## Trecho do texto
# # # # # # #
BSPF - 25/06/2019
Para Denise Gentil, é uma falácia dizer que os servidores
públicos federais são responsáveis por parte do déficit da Previdência. Os
professores, por exemplo, recebem de aposentadoria metade do que contribuem
A Proposta de Emenda a Constituição (PEC) nº 006/2019, nome
oficial da reforma da Previdência do governo de extrema direita de Jair
Bolsonaro (PSL), tem entre outras mudanças nefastas para a classe trabalhadora
a que aumenta a alíquota da contribuição dos servidores públicos em até 22% do
valor dos seus vencimentos.
A desculpa para o reajuste, segundo o ministro da Economia,
o banqueiro Paulo Guedes, é a de que os servidores contribuem pouco (hoje, a
contribuição é de 11% sobre o salário bruto) e há um déficit nas contas da
Previdência que teria sido provocado pela categoria.
O discurso do governo é uma falácia, garante a professora de
economia da Universidade Federal do Rio de Janeiro (URFJ), Denise Gentil, que
fez uma série de cálculos em parceria com o também professor do Instituto de
Economia da UFRJ, Ary Barradas, e a conclusão é a de que há servidor que paga
muito para se aposentar, o que contradiz o discurso do governo.
Os professores universitários são um exemplo do que Denise e
Ary estão afirmando. A cada R$ 2,00 de contribuição para o Regime Próprio de
Previdência Social (RPPS), têm direito de receber de volta como benefício na
aposentadoria apenas R$ 1,00.
# # # # # # #
## Exercícios a realizar
[A] Transcreva, do texto sobre a reforma da Previdência, o trecho que começa em "A desculpa para" e termina em "provocado pela categoria.", incluindo esta última passagem.
[B] Enumere todas as pessoas citadas nominalmente no texto sobre a reforma da Previdência.
[C] Reescreva de forma mais concisa o parágrafo do texto sobre a reforma da Previdência iniciado por "O discurso do governo é uma falácia", preservando suas informações principais.

## Dados apresentados
# # # # # # #
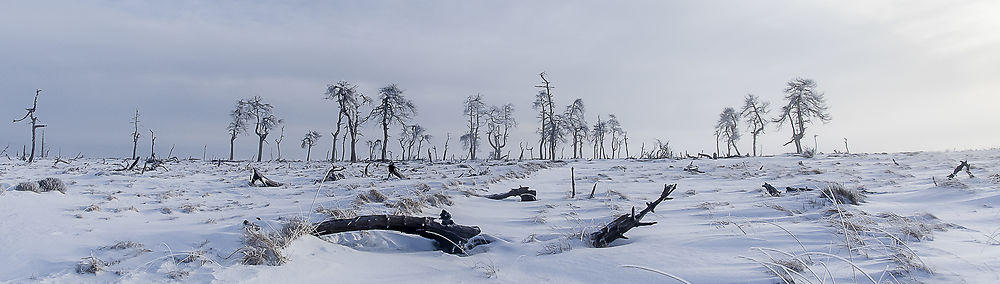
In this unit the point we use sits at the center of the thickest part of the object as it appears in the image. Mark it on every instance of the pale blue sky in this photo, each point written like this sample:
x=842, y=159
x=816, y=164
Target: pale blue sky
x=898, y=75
# # # # # # #
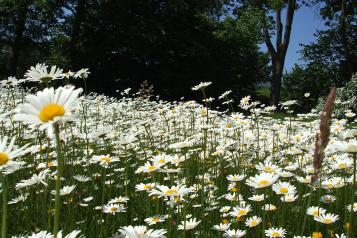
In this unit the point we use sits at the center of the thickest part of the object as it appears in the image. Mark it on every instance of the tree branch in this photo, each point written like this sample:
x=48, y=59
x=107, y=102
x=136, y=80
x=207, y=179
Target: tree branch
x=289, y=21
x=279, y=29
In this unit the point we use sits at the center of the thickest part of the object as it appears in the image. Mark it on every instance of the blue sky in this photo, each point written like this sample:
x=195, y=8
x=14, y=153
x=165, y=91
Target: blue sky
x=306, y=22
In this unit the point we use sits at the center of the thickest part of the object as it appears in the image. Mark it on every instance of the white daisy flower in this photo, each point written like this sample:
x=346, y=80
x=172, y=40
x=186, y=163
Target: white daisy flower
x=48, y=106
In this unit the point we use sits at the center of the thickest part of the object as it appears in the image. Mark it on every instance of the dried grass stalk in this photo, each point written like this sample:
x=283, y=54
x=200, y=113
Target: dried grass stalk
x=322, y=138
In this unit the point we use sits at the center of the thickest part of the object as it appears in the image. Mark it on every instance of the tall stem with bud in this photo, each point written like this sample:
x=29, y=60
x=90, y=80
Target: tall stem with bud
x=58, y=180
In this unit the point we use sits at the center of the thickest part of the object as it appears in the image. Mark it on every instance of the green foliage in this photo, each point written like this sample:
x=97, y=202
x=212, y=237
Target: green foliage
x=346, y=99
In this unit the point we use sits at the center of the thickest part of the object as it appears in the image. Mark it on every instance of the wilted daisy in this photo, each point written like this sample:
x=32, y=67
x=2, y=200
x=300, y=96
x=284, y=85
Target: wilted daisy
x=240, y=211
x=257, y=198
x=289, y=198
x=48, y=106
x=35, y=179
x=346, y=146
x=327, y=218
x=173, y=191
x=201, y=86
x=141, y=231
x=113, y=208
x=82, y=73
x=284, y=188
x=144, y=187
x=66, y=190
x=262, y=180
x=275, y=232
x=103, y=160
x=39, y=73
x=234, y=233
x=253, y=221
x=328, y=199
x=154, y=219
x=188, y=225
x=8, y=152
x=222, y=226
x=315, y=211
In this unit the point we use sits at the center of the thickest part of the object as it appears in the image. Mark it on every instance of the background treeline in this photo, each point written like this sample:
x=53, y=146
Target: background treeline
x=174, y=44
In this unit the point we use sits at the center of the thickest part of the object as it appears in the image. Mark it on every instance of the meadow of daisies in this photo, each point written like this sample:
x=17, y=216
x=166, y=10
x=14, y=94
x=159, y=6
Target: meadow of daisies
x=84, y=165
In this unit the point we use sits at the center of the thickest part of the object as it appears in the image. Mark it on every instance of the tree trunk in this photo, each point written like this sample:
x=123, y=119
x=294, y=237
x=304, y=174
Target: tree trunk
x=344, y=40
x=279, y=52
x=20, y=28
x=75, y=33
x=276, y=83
# # # # # # #
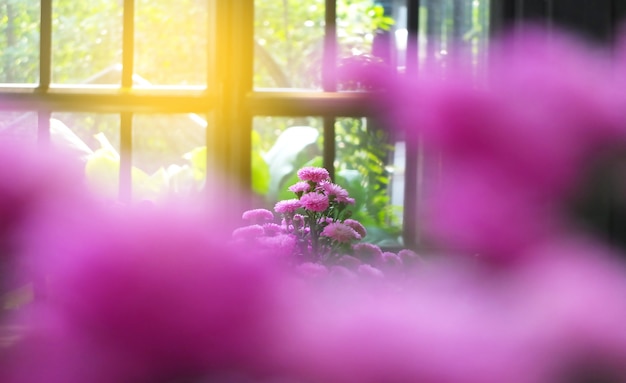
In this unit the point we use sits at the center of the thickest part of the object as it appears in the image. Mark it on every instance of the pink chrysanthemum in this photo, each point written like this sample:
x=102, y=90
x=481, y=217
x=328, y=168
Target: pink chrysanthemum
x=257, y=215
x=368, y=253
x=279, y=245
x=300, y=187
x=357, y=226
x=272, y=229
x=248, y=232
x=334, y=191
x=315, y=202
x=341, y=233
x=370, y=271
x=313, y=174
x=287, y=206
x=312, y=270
# # # # # # #
## Respostas por tarefa
[A]
A desculpa para o reajuste, segundo o ministro da Economia,
o banqueiro Paulo Guedes, é a de que os servidores contribuem pouco (hoje, a
contribuição é de 11% sobre o salário bruto) e há um déficit nas contas da
Previdência que teria sido provocado pela categoria.

[B] Denise Gentil, Jair Bolsonaro, Paulo Guedes, Ary Barradas

[C] Denise Gentil, professora de economia da UFRJ, considera falacioso o discurso do governo. Cálculos que fez com Ary Barradas, também professor do Instituto de Economia da UFRJ, indicam que há servidor que paga muito para se aposentar, o que contradiz o governo.